▶ [Consegna]
Indica il mese e l'anno in cui, secondo il brano sul PEPP, la corte di Karlsruhe ha censurato il PSPP.

La prima decisione è relativa al PEPP, il piano della Banca centrale varato nel 2020 per far fronte all’emergenza Covid. Si tratta di un complesso di interventi molto simili al PSPP, piano che la corte di Karlsruhe ha già censurato nel maggio del 2020 con una sentenza a suo modo storica: per la prima volta, infatti, un atto delle istituzioni europee è stato considerato non applicabile in Germania. La portata della sentenza è stata ridimensionata dallo stesso Tribunale costituzionale federale che ha ammesso la possibilità di intervento delle istituzioni tedesche (Parlamento, Governo federale e Bundesbank) ex-post per sanare l’atto in questione, come poi è effettivamente avvenuto nell’estate del 2020. Successivamente (2021) il Tribunale stesso ha rifiutato una misura esecutiva della sentenza come chiesto dai ricorrenti che giudicavano insufficiente l’azione del Parlamento e del Governo federale. Sul PEPP è probabile che, come già in passato, la Corte tedesca scelga di sospendere il procedimento e di interpellare la Corte di giustizia dell’Unione europea: tempi che potrebbero diventare lunghi, dunque, per una decisione definitiva.

▶ [Estratti delle voci]
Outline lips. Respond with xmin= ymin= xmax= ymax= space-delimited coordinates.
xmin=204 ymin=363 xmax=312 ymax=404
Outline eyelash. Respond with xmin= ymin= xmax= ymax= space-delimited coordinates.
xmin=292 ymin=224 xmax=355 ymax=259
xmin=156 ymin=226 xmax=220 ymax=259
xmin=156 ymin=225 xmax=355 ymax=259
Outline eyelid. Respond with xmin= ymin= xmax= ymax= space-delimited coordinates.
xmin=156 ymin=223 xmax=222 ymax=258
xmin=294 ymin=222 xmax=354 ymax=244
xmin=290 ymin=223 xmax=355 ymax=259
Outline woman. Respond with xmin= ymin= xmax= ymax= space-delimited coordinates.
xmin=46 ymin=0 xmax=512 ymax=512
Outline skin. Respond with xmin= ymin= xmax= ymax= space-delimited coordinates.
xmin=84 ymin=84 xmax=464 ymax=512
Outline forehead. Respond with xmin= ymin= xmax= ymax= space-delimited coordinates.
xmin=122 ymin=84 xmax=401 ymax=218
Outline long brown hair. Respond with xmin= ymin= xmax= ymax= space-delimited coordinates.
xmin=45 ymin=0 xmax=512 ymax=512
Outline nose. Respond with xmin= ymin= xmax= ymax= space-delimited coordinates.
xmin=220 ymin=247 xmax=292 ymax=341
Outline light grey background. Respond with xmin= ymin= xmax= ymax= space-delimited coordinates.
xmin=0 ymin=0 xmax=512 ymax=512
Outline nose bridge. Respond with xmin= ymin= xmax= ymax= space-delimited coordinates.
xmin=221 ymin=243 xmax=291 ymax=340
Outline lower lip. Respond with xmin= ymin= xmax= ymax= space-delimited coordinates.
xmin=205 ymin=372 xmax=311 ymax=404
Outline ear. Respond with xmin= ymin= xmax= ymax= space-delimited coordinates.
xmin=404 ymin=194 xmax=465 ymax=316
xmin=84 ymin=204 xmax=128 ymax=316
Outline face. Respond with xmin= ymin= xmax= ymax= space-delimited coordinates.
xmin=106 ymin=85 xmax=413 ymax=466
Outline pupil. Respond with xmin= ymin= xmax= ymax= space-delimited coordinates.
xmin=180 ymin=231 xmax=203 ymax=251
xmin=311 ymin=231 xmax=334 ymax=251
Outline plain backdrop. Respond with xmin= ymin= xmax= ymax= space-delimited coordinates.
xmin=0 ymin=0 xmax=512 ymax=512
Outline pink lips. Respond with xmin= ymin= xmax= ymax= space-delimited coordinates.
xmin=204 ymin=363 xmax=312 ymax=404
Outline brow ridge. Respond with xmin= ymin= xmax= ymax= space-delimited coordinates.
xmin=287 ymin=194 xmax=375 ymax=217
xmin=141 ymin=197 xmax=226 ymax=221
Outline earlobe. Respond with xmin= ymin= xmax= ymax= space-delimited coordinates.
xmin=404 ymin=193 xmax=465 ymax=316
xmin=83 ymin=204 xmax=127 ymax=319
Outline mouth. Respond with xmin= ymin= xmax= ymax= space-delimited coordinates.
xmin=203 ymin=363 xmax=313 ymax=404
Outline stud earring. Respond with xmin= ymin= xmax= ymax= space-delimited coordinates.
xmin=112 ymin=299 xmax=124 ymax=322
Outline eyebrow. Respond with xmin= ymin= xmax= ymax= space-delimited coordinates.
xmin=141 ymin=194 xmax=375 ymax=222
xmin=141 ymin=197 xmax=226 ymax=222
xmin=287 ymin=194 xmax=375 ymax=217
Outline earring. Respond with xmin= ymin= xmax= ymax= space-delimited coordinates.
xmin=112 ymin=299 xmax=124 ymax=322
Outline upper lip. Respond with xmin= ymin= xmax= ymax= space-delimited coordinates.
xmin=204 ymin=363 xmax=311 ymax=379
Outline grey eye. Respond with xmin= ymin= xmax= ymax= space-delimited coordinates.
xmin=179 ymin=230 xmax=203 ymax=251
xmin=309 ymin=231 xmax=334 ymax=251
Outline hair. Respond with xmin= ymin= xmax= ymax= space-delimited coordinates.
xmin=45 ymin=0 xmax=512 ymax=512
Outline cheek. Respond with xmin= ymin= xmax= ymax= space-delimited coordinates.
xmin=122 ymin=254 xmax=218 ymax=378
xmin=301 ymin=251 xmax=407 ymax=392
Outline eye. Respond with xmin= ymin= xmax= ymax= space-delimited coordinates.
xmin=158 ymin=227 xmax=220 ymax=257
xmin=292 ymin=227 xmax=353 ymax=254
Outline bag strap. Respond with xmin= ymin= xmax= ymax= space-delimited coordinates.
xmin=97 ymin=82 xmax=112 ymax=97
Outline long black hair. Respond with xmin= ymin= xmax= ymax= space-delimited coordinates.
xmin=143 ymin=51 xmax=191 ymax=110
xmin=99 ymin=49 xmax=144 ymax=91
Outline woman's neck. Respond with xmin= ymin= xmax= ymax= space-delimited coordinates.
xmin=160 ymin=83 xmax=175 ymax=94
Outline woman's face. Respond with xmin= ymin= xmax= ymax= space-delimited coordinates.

▶ [Risposta]
Nel maggio del 2020.